§ WHAT IS EXPECTED:
Please write out exactly the lines that begin at the line containing "Drop a point on every instance of the girl's" and run to the end of the records.

§ MATERIAL SUPPLIED:
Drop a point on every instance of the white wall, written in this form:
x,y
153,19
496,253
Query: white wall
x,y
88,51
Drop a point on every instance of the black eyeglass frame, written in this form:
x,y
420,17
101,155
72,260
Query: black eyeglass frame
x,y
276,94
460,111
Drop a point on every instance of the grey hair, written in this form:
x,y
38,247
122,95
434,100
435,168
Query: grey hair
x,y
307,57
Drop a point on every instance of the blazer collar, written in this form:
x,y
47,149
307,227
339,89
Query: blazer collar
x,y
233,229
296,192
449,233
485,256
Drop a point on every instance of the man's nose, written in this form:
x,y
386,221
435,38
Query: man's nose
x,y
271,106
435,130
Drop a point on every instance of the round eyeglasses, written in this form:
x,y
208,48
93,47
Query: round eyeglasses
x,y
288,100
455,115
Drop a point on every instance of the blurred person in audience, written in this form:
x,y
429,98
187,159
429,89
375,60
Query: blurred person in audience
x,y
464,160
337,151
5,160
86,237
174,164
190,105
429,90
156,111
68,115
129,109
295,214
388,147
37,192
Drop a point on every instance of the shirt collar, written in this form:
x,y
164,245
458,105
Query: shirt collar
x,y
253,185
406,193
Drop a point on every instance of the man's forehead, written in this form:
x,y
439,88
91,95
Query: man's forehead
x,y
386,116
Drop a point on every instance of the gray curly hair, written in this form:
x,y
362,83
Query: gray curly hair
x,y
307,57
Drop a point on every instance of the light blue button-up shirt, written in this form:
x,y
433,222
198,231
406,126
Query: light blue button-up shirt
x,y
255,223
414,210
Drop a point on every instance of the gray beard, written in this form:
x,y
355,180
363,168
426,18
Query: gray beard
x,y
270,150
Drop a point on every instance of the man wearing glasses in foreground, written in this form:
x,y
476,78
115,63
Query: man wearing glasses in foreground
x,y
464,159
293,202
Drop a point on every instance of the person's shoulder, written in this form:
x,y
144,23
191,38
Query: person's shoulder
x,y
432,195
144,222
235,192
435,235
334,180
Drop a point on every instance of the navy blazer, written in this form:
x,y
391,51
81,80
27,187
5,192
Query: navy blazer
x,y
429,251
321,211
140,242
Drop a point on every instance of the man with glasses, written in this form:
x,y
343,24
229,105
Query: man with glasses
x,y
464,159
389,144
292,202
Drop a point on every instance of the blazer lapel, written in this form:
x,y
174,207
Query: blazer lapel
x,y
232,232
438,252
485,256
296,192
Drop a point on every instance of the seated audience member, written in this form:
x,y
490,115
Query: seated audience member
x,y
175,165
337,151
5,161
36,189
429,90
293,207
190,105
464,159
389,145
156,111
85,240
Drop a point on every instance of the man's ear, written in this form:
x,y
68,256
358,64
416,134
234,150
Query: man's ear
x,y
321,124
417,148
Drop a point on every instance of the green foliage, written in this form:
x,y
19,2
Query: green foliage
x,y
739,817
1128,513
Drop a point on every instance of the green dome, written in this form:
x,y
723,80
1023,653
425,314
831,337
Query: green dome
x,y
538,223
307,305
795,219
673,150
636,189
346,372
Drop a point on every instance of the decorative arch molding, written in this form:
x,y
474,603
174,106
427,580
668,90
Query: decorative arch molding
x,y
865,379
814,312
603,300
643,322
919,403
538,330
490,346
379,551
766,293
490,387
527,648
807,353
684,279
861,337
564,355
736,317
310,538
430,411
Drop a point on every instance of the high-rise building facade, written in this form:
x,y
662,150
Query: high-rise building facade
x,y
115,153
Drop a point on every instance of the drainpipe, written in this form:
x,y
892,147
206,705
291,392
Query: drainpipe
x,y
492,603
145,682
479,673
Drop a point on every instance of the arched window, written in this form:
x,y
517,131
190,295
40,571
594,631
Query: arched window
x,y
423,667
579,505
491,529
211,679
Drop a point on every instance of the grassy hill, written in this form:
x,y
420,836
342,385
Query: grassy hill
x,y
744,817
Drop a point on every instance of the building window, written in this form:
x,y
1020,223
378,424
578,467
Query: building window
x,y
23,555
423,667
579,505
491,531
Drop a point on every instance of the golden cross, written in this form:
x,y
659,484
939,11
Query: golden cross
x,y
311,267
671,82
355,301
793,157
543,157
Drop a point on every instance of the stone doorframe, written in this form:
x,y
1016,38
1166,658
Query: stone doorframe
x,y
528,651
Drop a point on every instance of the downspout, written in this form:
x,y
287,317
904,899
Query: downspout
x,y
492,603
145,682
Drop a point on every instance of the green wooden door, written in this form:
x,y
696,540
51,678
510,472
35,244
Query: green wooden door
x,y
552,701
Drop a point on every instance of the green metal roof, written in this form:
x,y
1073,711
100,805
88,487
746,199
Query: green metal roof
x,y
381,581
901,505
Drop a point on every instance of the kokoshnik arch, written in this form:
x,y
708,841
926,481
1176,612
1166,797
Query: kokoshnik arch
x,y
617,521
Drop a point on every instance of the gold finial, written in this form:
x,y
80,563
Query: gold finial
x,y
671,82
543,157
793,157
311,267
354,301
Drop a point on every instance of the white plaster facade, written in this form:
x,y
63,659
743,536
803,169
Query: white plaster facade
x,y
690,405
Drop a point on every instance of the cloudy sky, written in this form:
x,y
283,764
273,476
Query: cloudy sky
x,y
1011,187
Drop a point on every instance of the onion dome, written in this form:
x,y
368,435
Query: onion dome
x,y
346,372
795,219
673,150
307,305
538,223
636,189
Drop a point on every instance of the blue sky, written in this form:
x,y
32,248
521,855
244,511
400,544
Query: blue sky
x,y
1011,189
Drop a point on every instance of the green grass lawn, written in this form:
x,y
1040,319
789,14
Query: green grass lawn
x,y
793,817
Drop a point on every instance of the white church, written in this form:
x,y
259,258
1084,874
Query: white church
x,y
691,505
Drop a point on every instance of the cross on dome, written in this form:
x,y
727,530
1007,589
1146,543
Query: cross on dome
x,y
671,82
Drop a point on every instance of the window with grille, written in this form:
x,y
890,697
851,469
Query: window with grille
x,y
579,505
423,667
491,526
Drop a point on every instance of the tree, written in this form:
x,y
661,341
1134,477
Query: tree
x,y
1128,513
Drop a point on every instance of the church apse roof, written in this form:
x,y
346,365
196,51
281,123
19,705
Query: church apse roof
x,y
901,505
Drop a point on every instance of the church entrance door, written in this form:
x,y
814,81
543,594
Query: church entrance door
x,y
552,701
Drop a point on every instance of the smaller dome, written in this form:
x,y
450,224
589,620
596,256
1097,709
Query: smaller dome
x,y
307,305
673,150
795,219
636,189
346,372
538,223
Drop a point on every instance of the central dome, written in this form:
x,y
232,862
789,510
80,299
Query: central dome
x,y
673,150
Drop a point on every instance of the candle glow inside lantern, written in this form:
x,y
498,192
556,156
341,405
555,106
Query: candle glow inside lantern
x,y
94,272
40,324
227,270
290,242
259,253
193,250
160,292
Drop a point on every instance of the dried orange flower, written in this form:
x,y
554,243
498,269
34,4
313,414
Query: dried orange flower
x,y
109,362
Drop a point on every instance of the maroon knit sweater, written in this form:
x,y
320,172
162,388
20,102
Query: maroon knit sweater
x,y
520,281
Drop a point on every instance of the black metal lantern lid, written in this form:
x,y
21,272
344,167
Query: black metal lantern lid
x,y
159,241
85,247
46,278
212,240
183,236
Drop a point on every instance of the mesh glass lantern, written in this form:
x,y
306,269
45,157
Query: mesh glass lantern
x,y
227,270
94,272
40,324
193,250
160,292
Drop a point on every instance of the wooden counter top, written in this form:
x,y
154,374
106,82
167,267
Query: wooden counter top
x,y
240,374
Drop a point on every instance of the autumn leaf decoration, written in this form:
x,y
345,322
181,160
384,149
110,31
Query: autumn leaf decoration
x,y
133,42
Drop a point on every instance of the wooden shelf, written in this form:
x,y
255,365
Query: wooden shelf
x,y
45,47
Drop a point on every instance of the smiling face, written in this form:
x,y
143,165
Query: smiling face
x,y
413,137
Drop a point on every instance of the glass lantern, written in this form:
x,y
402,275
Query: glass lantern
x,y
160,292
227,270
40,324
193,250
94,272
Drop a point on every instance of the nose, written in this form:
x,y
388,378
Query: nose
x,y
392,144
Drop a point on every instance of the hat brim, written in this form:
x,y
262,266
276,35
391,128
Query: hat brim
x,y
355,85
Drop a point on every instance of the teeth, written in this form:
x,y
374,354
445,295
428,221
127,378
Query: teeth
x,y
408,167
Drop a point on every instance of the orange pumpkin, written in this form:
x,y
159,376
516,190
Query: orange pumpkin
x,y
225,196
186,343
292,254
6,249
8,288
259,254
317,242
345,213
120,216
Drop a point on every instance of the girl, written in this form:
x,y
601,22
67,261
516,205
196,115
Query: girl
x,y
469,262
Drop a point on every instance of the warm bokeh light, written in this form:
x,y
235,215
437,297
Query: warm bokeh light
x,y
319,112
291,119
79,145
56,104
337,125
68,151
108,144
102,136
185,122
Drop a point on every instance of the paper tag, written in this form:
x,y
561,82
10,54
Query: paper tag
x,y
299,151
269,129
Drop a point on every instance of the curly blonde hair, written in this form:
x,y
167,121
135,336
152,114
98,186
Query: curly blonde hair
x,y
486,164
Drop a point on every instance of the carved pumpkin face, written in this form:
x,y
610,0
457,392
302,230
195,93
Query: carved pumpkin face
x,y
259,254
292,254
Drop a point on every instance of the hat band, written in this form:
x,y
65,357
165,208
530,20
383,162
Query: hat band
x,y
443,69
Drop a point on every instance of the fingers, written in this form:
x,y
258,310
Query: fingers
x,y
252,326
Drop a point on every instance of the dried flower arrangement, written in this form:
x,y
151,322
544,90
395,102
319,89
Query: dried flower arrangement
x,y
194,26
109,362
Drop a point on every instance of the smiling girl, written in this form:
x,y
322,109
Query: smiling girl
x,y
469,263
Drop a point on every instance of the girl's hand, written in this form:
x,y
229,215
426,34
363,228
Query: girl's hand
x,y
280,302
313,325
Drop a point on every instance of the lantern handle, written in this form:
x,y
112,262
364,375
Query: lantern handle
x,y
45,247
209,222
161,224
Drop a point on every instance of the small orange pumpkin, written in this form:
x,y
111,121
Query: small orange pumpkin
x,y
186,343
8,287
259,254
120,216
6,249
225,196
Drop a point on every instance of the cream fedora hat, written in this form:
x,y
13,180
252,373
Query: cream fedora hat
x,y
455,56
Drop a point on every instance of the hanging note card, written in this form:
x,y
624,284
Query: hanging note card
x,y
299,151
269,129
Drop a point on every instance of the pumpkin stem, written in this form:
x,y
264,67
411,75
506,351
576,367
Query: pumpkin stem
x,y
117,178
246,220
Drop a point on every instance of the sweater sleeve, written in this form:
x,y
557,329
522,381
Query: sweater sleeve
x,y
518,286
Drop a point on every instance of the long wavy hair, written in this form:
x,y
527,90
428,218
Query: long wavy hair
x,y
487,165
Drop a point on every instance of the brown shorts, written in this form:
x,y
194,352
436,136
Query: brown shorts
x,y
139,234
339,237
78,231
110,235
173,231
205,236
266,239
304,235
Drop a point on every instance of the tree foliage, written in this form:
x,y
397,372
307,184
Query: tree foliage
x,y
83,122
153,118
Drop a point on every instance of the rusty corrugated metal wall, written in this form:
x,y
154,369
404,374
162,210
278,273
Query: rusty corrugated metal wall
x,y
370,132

§ FINAL RESULT:
Drop a point on every instance of the girl's hand, written in this form:
x,y
229,215
426,34
363,228
Query: girl's hand
x,y
280,302
313,325
Drop a point on every instance of the lantern handle, written in this form:
x,y
112,262
364,375
Query: lantern handle
x,y
45,247
209,222
161,224
Drop a point on every instance of the small orange pumpkin, written in this form:
x,y
111,121
Query: small orange pumpkin
x,y
186,343
8,287
259,254
120,216
6,249
225,196
Drop a point on every instance of the cream fedora hat, written in this form:
x,y
13,180
252,373
Query: cream fedora hat
x,y
455,56
Drop a point on every instance of the hanging note card, written in this form:
x,y
624,284
Query: hanging note card
x,y
299,151
269,129
Drop a point on every instance of the pumpkin stem, written in this form:
x,y
264,67
411,75
506,351
576,367
Query: pumpkin stem
x,y
117,178
246,220
Drop a point on every instance of the sweater sleeve, written in this form:
x,y
557,329
522,381
Query: sweater sleeve
x,y
518,286
Drop a point on every instance of the long wavy hair, written in this form:
x,y
527,90
428,218
Query: long wavy hair
x,y
487,165
Drop a point on every instance of the brown shorts, written in this form:
x,y
194,352
436,136
Query: brown shorts
x,y
139,234
339,237
78,231
110,235
173,231
205,236
266,239
304,235
Drop a point on every instance of the tree foliage, written in this form:
x,y
397,372
307,184
Query: tree foliage
x,y
83,122
153,118
Drop a point on every instance of the rusty corrugated metal wall, written in this form:
x,y
154,369
404,374
162,210
278,273
Query: rusty corrugated metal wall
x,y
370,132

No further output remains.